> **TASK MATERIAL**
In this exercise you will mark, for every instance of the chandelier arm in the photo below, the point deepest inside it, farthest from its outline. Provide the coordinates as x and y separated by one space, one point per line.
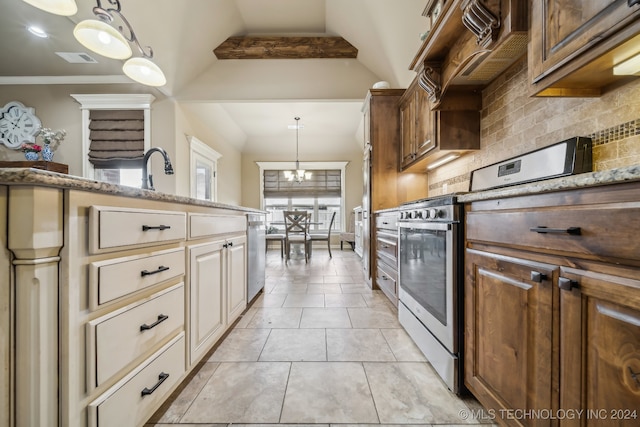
107 16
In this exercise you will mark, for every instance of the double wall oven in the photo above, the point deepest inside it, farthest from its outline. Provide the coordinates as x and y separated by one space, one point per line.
430 282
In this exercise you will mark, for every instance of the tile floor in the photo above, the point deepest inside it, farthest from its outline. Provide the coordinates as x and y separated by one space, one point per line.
318 347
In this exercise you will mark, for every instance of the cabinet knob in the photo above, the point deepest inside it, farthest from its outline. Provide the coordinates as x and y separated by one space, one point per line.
567 284
538 277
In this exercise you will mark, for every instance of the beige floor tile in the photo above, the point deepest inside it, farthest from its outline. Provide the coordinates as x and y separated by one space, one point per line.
241 345
276 318
173 410
402 346
328 392
289 288
355 288
295 345
325 318
344 300
338 279
270 300
313 288
412 393
241 393
373 317
304 300
357 345
246 317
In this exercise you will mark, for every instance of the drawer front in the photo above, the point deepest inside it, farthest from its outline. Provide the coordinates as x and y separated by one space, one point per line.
134 399
121 337
118 228
113 279
387 247
604 230
387 221
210 225
386 279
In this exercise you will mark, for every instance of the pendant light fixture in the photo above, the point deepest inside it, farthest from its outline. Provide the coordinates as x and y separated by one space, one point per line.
298 174
57 7
103 37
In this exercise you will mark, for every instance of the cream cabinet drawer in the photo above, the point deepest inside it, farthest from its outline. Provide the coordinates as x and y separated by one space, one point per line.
112 228
202 225
115 278
121 337
134 399
387 220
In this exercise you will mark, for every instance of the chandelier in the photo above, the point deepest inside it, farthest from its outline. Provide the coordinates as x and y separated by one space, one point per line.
298 175
100 36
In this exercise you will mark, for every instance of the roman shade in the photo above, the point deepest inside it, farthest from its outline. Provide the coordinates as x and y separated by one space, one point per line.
323 183
117 138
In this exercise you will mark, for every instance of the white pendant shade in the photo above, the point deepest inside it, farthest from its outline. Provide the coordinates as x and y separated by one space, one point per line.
57 7
144 71
102 38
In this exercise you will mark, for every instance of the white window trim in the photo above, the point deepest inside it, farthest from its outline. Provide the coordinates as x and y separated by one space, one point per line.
307 166
111 102
199 148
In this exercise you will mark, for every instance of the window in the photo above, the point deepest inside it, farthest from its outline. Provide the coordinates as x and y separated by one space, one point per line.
120 168
322 195
204 166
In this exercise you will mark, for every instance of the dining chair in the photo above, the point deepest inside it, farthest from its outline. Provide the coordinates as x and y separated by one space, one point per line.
296 227
325 235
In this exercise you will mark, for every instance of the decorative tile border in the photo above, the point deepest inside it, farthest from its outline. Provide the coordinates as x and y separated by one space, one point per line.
616 133
602 137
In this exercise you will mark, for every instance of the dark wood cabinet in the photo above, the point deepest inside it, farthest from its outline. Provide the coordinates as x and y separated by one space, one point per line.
386 233
575 44
599 333
508 338
552 306
430 135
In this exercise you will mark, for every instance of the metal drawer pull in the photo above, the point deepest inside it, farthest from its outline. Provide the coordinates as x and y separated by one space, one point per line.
571 230
161 378
149 273
567 284
161 318
538 277
156 227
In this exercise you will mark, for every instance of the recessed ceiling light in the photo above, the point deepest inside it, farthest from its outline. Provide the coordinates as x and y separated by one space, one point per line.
38 32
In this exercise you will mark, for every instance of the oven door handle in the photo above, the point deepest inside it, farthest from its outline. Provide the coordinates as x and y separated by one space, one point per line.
439 226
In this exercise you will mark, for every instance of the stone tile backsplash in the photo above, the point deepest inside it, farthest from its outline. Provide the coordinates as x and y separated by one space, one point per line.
513 123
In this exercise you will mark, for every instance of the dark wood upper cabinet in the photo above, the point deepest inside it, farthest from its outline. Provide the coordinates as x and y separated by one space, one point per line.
576 43
470 43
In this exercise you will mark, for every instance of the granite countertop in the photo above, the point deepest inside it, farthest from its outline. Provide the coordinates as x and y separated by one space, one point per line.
583 180
22 176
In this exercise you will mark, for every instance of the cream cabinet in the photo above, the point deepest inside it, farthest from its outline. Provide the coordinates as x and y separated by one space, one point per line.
217 281
107 302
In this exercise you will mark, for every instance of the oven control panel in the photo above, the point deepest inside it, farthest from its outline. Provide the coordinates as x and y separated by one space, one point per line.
435 214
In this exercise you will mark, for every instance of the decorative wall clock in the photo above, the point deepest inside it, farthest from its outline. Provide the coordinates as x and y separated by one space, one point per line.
18 124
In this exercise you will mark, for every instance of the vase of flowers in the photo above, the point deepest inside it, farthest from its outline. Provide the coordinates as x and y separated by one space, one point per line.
31 151
51 140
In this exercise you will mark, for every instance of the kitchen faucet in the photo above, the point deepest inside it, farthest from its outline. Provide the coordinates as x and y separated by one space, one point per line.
147 180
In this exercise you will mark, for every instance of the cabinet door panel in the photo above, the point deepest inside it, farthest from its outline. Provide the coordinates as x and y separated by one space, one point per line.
237 285
206 280
508 320
600 348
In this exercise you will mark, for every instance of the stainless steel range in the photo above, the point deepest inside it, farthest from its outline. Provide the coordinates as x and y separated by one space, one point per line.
430 282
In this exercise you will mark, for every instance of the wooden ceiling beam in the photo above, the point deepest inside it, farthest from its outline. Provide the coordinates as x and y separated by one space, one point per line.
277 47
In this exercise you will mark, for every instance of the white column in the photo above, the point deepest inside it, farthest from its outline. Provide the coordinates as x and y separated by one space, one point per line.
35 239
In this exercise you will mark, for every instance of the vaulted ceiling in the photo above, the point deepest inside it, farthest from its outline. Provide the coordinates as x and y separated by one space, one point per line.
250 102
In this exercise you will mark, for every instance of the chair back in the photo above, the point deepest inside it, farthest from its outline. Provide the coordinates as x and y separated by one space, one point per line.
296 223
333 218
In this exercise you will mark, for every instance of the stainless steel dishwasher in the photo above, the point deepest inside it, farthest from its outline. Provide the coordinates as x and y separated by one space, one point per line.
256 249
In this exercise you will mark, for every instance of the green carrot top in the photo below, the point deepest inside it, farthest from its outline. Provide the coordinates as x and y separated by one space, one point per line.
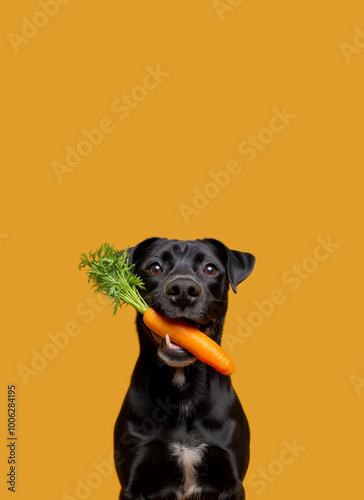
110 272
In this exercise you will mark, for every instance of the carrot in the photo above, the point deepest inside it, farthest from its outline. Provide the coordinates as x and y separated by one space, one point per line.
191 339
110 272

> **TASK REQUIREMENTS**
Except for the pictures, copy the material above exactly.

> **RESULT BELOW**
In this exercise you will mark, for every instance of the chandelier arm in the photo below, the point deepest inside it, farthest from its outline. Provide the coordinates as x and y separated by one space, one point per line.
107 16
In this exercise you will mark, for every instance of the double wall oven in the photo above, the point deepest inside it, farthest from its outline. Provide the coordinates as x and y separated by one space, one point per line.
430 282
In this exercise you will mark, for every instance of the tile floor in the photo above, the point deepest inside it, farthest from its outline. Provide the coordinates as x and y separated by one space, one point per line.
318 347
In this exercise you will mark, for every instance of the cabinet knob in the photo above, the point deepest inside it, farthest from its outline. Provide the coordinates as x and y separated by one space, one point per line.
567 284
538 277
In this exercise you will mark, for every instance of the beige floor tile in the photo above, the point deepest inside it, farthest from its outline. Provide the coordinates as x and y separated by one space, one point per line.
241 345
276 318
173 410
402 346
328 392
289 288
355 288
295 345
325 318
344 300
338 279
270 300
313 288
412 393
241 393
373 317
304 300
357 345
246 317
In this exercise you will mark, for every instance of the drawer front in the photo above, the point deepest inside it, farthest from its outline. Provide the coordinates as x and y separated by one space, one point per line.
134 399
121 337
118 228
113 279
387 247
604 230
387 221
210 225
386 279
In this exercise you will mark, for every instance of the pendant light fixture in the photo above, the point deepest inside it, farthest from its outline. Provide the coordinates as x and y separated by one space, one point per line.
298 174
57 7
103 37
In this exercise you will mark, for every instance of the cream cabinet drawer in the photo above, the point deepest inside it, farthest from its outline. Provide the coordinates as x and y separated by one space, one point per line.
112 228
202 225
115 278
121 337
134 399
387 220
In this exercise you will mark, for every instance of the chandelier in the photo above, the point deepest inside it, farthest from its outline. Provide the coordinates as x and y separated by one space, one point per line.
298 175
100 36
In this exercise you will mark, for every instance of the roman shade in the photo above, the point deepest inside it, farthest from its outline. Provide the coordinates as x and y separated by one space, one point per line.
323 183
117 138
In this exercise you will mark, for every instance of the white pendant shade in the photo above, the point deepest inside it, farthest from its outline. Provide the coordinates as x and y separated by one space, one point per line.
57 7
144 71
102 38
In this exercise you will mark, for every instance of the white window trim in the photo above, the point deepest inside it, farthest from its outline. Provide the coordinates as x and y separated by one space, one point per line.
307 166
111 102
199 148
In this exercise you will mark, for every instance of the window in the photo above, the point deepest inside it, farthest from its outline. Provide the coordinates as x and y separated by one space, one point per line.
120 168
322 195
204 166
In this exercise you will mark, for every instance of the dining chair in the photo above, the point deepest inside it, farthest from its outline. Provide the coordinates as x and y separated by one space, one point per line.
296 227
325 235
In this exercise you will mark, for every instance of the decorative tile border in the photo above, the point deepest inside it, farthest from its outline. Provide the coordinates as x and y separated by one space, one point per line.
616 133
602 137
In this exercise you will mark, for every instance of the dark wood cabinet in the photo above, the point deepest inside it, farthest from its outline. Provide the coordinates as x and y separated by one space, one point per line.
386 233
575 44
599 333
508 338
552 306
430 135
In this exercise you will mark, for every instance of the metal drawer pull in the photo above, the point deepest inside it, farthest from its outline. Provide the coordinates as x and y separated by one space, one point per line.
571 230
161 378
149 273
567 284
161 318
538 277
156 227
In this exercise you will mark, for every instance of the recessed ceiling light in the photo above, the point deepest inside it, farthest from its outline. Provide the coordinates as x and y separated by one space, one point per line.
38 32
In this exercise you will mark, for every instance of the oven door handle in the photo above, the point deepest inside it, farthest from its outline. Provide the coordinates as x and y separated by one space, one point per line.
439 226
In this exercise you will mark, for every instance of the stone tile backsplash in the photo above, the point deepest inside it, farthest from its outline. Provide the coordinates as x and y separated by one space, one point per line.
513 123
In this exercise you will mark, for every instance of the dark wood upper cabinet in the photo above, the point deepest inside it, farthest from its outline. Provide the coordinates as x and y separated by one space, one point per line.
576 43
470 43
In this exercise you will mark, for every instance of the granite countertop in the photo above, the point deepest inside it, farthest from its outline. Provide the coordinates as x and y separated by one space, one point per line.
583 180
22 176
In this exercise you will mark, for every instance of the cream cabinet in the photo above, the point deepest inside it, farthest from its outline. Provide the coordinates as x and y separated by one space, one point per line.
217 281
107 302
In this exercise you will mark, for every instance of the oven control panel in the photo above, the point deepest inside it, farthest from its outline. Provide the coordinates as x and y separated by one space, one point per line.
435 214
In this exercise you will mark, for every instance of the decorative wall clock in the photo above, the point deepest inside it, farthest from its outline. Provide the coordinates as x and y separated by one space, one point per line.
18 124
In this exercise you will mark, for every instance of the vase of flowers in the photo above, the point deepest inside it, farthest from its outline. Provide the coordinates as x and y separated by one space, one point per line.
31 151
51 140
In this exercise you will mark, for every instance of the kitchen faucet in the photo above, the point deepest inside it, farthest from its outline. Provide the coordinates as x and y separated by one space, one point per line.
147 180
In this exercise you will mark, for every instance of the cabinet door panel in the photo above, the point deepest inside it, farthest from its outline. Provide the coordinates as x and y separated by one space, one point per line.
237 285
206 280
508 320
600 348
In this exercise you will mark, for every instance of the stainless steel range in the photo above, the point deepest inside it, farthest from its outline. Provide the coordinates as x and y separated by one space, one point per line.
430 282
In this exercise you will mark, for every instance of the wooden ceiling beam in the photo above, the point deepest inside it, farthest from its outline. Provide the coordinates as x and y separated by one space, one point per line.
277 47
In this exercise you will mark, for every instance of the white column in the photo above, the point deepest inside it, farthest from its outline. Provide the coordinates as x and y separated by one space, one point per line.
35 239
In this exercise you will mark, for every instance of the vaulted ceiling in the photo above, the point deepest inside it, farthest from its outline. Provide the coordinates as x and y separated by one space, one point per line.
250 102
In this exercise you will mark, for every instance of the chair back in the photo above, the point deepest inside it, farthest from its outline. Provide the coordinates as x and y separated by one space, one point per line.
296 223
333 218
In this exercise you will mark, for every instance of the stainless steel dishwasher in the photo above, the point deepest inside it, farthest from its outline. Provide the coordinates as x and y separated by one space, one point per line.
256 249
In this exercise you will mark, for every instance of the green carrot top in the photo below, the point deepest inside it, farthest from its outline. Provide the coordinates as x and y separated by one space, one point per line.
110 272
In this exercise you will mark, for every instance of the carrot in the photo above, the point deepest inside it, farthest from its outline. Provide the coordinates as x and y separated by one space, one point per line.
191 339
110 272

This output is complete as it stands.